Direction: For the text on re-sale of immovable property, say whether each statement agrees with it, answering yes or no and quoting the words that decide it: (a) a re-sale after default in paying the purchase-money needs a fresh proclamation; (b) Kerala's amendment is the same as Bombay's; (c) when a co-sharer and another person bid the same sum, the co-sharer's bid prevails.

Supplied text:
####################

87. Notification on re-sale

Every re-sale of immovable, property, in default of payment of the purchase-money within the period allowed for such payment, shall be made after the issue of fresh proclamation in the manner and for the period hereinbefore prescribed for the sale.

 

HIGH COURT AMENDMENTS

 

Andhra Pradesh.-Same as in Madras.

 

Bombay.-In Order XXI, in rule 87, for the words “of the purchase-money”, substitute the words “of the amount mentioned in rule 85”.

 

[Vide Maharashtra Gazette, Ft. IV-C, p. 418, dated 15th September, 1983 (w.e.f. 1-10-1983).

 

Kerala.-Same as in Madras.

[Vide Notification No. Bl-3312/58, dated 7th April, 1959.]

 

Madras.-In Order XXI, in rule 87, for the words “payment of the purchase-money” substitute the words “the payment of the amounts mentioned in rule 85”.

 

[Vide GOMs No. 2922-Home, dated 28th October, 1936-HCP Dis No. 690 of 1936.]

 

88. Bid of co-sharer to have preference

Where the property sold is a share of undivided immovable property and two or more persons, or whom one is a co-sharer, respectively bid the same sum for such property or for any lot, the bid shall be deemed to be the bid of the co-sharer.

####################

Data segment:

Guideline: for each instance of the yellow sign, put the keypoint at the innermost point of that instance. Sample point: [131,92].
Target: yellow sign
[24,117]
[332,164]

####################

Written reply:
(a) Yes: "shall be made after the issue of fresh proclamation"
(b) No: "Kerala.-Same as in Madras."
(c) Yes: "the bid shall be deemed to be the bid of the co-sharer"